La vera biografia politica

La sinistra piange Vargas Llosa, ma lui l’aveva rinnegata. Folgorato dalla destra, odiava Castro e amava Milei

Cultura - di Luca Maurelli - 14 Aprile 2025 - AGGIORNATO 14 Aprile 2025 alle 17:49

Il lutto è mondiale, la letteratura a tutte le latitudini piange lo scrittore che più di tutti ha esaltato il valore della parola nella narrazione della vita, ma è in Perù che il vuoto diventa ferita, anche culturale. Il paese andino ha dichiarato oggi il lutto nazionale per la morte di Vargas Llosa, con bandiere issate a mezz’asta sugli edifici pubblici, a ricordare il premio Nobel per la letteratura “il cui lavoro ha contribuito a portare il riconoscimento mondiale alla cultura peruviana”. Tutti gli edifici pubblici, le stazioni di polizia le caserme e altre dipendenze dello Stato su tutto il territorio nazionale, così come quelle delle missioni diplomatiche, dei consolati e delle rappresentanze permanenti del Perù all’estero hanno issato la bandiera a mezz’asta.

**Estratto dei dati**
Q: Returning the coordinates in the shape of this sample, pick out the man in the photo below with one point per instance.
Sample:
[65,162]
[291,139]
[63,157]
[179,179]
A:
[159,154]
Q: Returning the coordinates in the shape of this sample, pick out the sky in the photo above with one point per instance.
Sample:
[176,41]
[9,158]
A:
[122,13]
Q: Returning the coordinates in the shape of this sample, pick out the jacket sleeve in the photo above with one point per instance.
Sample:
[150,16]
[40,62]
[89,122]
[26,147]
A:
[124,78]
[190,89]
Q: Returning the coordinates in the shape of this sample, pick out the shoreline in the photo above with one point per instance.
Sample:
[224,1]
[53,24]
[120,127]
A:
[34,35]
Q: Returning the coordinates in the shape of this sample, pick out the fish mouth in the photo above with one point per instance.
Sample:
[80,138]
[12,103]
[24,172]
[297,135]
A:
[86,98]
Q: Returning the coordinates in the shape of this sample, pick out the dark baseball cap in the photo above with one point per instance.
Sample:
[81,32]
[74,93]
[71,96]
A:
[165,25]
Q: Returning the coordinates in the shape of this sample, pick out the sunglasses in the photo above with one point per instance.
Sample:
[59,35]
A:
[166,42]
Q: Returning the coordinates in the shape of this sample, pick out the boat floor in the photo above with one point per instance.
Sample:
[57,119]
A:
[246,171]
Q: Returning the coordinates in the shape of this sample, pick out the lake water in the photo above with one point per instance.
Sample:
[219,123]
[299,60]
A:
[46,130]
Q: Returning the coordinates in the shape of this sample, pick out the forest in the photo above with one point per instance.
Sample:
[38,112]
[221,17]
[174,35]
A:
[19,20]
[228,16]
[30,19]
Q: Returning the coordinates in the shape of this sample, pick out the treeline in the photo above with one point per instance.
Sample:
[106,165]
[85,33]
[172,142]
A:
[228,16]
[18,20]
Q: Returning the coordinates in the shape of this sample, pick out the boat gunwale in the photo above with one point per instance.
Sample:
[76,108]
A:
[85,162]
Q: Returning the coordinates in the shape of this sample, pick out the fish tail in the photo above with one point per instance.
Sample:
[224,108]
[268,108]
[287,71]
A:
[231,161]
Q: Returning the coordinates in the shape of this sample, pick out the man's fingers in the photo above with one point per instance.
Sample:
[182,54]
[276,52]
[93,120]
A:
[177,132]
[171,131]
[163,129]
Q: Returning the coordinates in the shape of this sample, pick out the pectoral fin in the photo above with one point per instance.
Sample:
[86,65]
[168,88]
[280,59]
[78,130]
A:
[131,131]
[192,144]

**Consegna**
Ricopi per intero il testo fornito su Vargas Llosa, senza apportarvi alcuna modifica.

**Soluzione**
La vera biografia politica

La sinistra piange Vargas Llosa, ma lui l’aveva rinnegata. Folgorato dalla destra, odiava Castro e amava Milei

Cultura - di Luca Maurelli - 14 Aprile 2025 - AGGIORNATO 14 Aprile 2025 alle 17:49

Il lutto è mondiale, la letteratura a tutte le latitudini piange lo scrittore che più di tutti ha esaltato il valore della parola nella narrazione della vita, ma è in Perù che il vuoto diventa ferita, anche culturale. Il paese andino ha dichiarato oggi il lutto nazionale per la morte di Vargas Llosa, con bandiere issate a mezz’asta sugli edifici pubblici, a ricordare il premio Nobel per la letteratura “il cui lavoro ha contribuito a portare il riconoscimento mondiale alla cultura peruviana”. Tutti gli edifici pubblici, le stazioni di polizia le caserme e altre dipendenze dello Stato su tutto il territorio nazionale, così come quelle delle missioni diplomatiche, dei consolati e delle rappresentanze permanenti del Perù all’estero hanno issato la bandiera a mezz’asta.